[やること]: 本文によると、Atomic Habitsのページ数は何ページですか。

小さな習慣(アトミックハビット)はなぜ人生を大きく変えられるのか?
洋書要約シリーズ記念すべき第一弾はこちら、
Atomic Habits
Tiny Changes, Remarkable Results
日本語訳版は、
というタイトルで出版されています。
出版は2018年ですが、自己啓発書のベストセラーとして現在でも売れ続けています。
新しいことを始めてもなかなか続かない…
悪習慣とわかっていてもやめられない…
自分は何て意思が弱いんだ…
と自己嫌悪に陥ることはありませんか?
安心してください。
それはあなたの意思が弱かったのではありません。
あなたのやり方が間違っていただけです。
そこで、今回お話しするテーマがこちら、
- Atomic Habitsに学ぶ ⎯ 成功に導く習慣の使い方
なお、本書の内容が非常に濃く、今回の記事はかなりのボリュームになってしまったので、下記のリンクからそれぞれの章に飛べるようにしました。
大変長くなりますが、ぜひ最後までお付き合い頂ければ幸いです。
それでは、始めていきましょう。

Atomic Habits
Tiny Changes, Remarkable Results
英語の難易度:
- ページ数:319ページ
- 著者:James Clear
- 発売日:2018年10月16日
- Audible会員なら30%OFF
- 再生時間:5時間35分
- 著者:James Clear
- ナレーター:James Clear
- 配信日:2018年10月18日
習慣とは

習慣で人生を変える前に、まずは習慣というものを正しく理解する必要があります。
ポイントは3つ
- 習慣は複利で増えていく
- 結果は小さな習慣の集合体
- 正しい順序で習慣を変える
詳しく解説していきます。

[データ一覧]:
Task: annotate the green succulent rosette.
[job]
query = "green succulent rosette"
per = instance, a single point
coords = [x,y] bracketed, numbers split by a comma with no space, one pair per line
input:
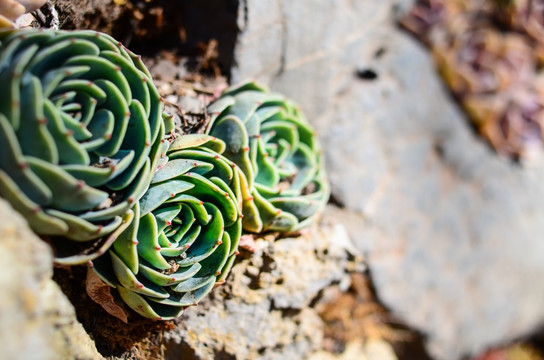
[269,139]
[185,235]
[80,126]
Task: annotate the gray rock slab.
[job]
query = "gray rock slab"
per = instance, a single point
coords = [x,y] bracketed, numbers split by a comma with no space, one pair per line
[451,231]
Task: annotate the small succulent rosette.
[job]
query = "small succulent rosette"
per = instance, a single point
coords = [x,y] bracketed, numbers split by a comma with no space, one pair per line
[185,235]
[269,139]
[80,126]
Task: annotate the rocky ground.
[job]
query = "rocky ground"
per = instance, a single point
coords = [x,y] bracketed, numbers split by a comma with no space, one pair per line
[430,247]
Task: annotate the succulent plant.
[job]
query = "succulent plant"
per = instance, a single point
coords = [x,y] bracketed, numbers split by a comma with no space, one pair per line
[80,131]
[185,235]
[268,138]
[10,10]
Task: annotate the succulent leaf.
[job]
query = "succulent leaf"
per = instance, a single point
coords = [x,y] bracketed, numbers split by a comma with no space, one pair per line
[80,130]
[185,234]
[273,145]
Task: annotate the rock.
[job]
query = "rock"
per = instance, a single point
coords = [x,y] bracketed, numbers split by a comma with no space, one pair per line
[451,231]
[266,309]
[373,349]
[36,320]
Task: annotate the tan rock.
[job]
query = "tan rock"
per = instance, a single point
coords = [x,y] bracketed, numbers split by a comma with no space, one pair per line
[37,322]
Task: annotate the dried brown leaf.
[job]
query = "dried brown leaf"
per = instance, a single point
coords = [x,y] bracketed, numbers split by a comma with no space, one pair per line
[100,293]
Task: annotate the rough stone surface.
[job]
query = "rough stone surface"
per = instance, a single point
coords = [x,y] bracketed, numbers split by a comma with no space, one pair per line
[452,233]
[36,320]
[264,310]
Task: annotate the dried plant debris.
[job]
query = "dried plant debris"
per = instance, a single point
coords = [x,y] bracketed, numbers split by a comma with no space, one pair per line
[356,314]
[186,91]
[139,339]
[490,54]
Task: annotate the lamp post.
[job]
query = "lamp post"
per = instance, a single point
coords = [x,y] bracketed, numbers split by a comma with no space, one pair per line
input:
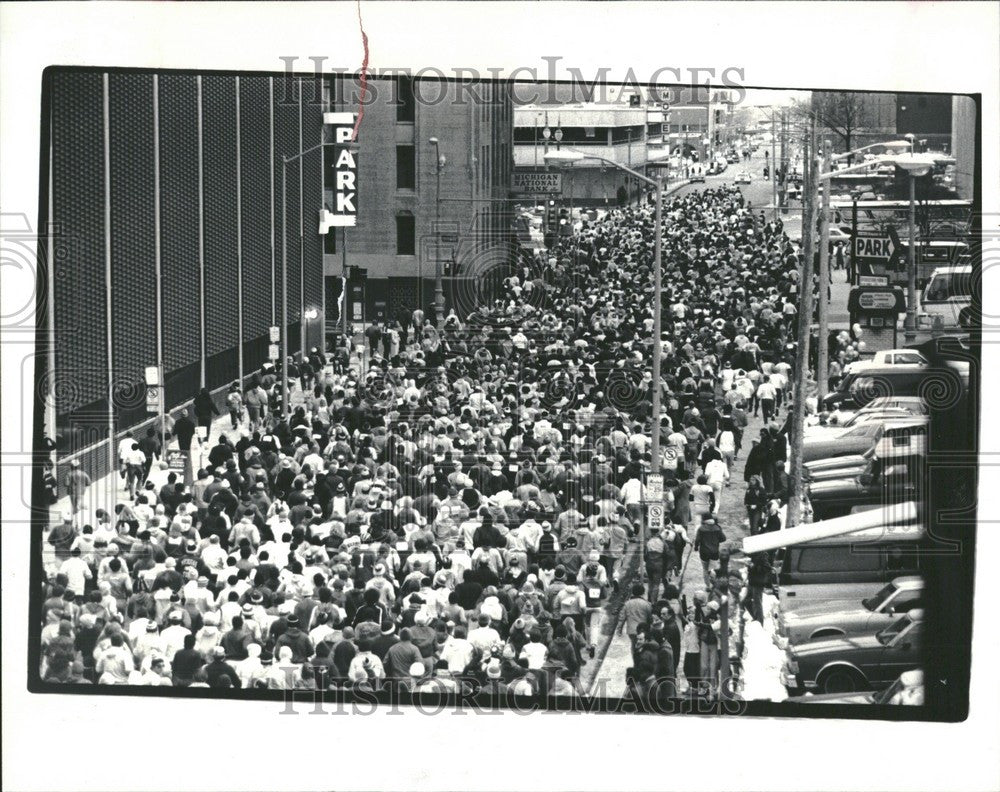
[284,271]
[915,165]
[438,288]
[570,157]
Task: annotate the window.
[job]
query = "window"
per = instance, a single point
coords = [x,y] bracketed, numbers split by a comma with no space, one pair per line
[838,558]
[406,168]
[406,102]
[405,234]
[902,557]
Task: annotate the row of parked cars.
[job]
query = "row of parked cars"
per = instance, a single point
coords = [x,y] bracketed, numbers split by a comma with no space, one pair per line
[850,608]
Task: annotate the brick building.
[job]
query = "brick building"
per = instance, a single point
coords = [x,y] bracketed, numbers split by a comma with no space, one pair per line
[165,225]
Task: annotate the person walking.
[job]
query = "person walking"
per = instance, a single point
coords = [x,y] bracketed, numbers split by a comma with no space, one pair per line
[77,482]
[234,402]
[205,410]
[755,501]
[707,542]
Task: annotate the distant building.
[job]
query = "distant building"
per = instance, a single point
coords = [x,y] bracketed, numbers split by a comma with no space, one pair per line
[395,246]
[617,132]
[963,145]
[166,227]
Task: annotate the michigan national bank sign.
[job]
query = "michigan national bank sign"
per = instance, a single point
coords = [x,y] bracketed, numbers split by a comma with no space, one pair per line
[341,173]
[536,183]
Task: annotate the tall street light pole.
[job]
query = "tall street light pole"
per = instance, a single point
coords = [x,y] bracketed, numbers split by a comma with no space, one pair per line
[438,286]
[822,353]
[285,407]
[569,157]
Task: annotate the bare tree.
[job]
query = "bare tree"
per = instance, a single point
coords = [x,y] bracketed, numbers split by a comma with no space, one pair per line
[842,112]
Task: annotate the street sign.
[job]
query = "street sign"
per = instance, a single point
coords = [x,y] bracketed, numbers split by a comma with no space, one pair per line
[874,247]
[536,183]
[153,398]
[877,301]
[342,171]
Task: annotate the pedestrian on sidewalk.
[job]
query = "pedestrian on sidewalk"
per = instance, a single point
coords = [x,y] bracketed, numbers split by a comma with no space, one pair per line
[636,612]
[184,431]
[205,410]
[234,401]
[756,502]
[707,542]
[77,482]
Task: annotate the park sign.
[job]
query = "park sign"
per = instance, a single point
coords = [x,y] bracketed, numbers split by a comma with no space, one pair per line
[536,183]
[874,247]
[341,172]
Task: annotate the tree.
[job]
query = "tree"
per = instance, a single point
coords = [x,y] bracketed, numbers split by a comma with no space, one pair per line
[842,112]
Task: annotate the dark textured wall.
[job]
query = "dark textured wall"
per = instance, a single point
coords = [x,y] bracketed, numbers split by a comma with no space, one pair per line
[78,209]
[237,228]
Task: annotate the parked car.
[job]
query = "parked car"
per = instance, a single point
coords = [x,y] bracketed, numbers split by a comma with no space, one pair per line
[848,567]
[846,664]
[865,415]
[908,689]
[856,617]
[859,388]
[853,441]
[837,467]
[881,484]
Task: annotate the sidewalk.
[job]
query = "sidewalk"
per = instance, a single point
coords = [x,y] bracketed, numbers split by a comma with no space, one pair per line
[109,490]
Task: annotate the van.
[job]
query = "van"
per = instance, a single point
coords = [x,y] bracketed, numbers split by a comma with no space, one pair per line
[866,383]
[948,295]
[848,567]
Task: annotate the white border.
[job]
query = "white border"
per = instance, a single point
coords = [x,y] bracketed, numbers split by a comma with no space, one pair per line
[924,46]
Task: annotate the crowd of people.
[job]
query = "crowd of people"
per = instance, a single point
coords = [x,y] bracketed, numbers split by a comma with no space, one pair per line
[452,504]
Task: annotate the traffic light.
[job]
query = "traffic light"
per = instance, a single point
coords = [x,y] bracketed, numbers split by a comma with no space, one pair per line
[551,223]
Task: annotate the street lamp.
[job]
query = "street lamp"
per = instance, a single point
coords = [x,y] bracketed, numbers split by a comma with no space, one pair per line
[439,162]
[570,157]
[915,166]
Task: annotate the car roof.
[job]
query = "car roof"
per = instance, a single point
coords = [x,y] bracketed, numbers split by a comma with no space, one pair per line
[879,533]
[952,270]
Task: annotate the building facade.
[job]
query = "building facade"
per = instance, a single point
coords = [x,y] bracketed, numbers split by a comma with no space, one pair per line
[616,132]
[419,202]
[165,229]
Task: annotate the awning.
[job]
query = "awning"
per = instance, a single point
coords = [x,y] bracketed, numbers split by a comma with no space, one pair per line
[876,298]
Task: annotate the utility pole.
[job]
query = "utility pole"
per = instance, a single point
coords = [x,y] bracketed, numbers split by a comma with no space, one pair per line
[810,184]
[823,353]
[774,164]
[784,153]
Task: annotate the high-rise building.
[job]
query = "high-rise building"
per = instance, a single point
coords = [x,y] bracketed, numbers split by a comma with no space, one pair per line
[418,202]
[165,225]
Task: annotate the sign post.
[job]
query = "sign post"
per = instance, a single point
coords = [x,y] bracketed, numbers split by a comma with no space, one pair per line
[341,174]
[876,309]
[873,256]
[536,183]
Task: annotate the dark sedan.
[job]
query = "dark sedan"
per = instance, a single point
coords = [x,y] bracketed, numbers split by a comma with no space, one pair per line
[837,497]
[849,663]
[854,441]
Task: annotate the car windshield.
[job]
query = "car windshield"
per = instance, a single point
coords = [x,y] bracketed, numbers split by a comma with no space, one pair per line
[872,603]
[886,635]
[886,695]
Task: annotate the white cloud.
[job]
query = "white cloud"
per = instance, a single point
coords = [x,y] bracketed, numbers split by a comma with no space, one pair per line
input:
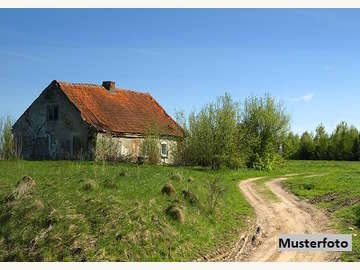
[305,98]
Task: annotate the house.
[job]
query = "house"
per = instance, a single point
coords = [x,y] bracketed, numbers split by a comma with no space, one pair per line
[75,120]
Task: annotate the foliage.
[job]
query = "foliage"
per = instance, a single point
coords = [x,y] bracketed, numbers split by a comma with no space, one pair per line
[342,144]
[8,148]
[263,127]
[223,135]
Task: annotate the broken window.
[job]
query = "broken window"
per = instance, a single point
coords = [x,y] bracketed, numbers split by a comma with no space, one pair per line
[164,150]
[52,112]
[77,147]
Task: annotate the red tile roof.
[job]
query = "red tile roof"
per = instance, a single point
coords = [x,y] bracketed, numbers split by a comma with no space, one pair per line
[118,112]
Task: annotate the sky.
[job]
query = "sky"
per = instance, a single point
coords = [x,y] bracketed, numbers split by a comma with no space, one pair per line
[309,59]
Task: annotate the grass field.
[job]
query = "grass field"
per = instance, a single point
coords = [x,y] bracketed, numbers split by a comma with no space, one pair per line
[336,189]
[93,211]
[87,211]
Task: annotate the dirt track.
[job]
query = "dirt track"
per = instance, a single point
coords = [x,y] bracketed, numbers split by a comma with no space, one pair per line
[286,215]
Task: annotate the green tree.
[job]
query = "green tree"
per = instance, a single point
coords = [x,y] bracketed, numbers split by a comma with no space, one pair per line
[291,146]
[8,149]
[263,128]
[307,146]
[321,141]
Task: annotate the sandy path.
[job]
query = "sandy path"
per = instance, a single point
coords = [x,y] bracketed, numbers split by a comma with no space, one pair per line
[285,216]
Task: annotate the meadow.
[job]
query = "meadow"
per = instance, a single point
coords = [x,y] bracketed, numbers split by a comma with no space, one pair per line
[95,211]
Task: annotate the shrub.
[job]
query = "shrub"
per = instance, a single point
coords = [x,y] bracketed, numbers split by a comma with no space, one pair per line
[357,216]
[9,150]
[267,162]
[90,185]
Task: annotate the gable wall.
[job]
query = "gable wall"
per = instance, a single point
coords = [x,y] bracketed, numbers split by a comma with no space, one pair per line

[解答]: 319ページです。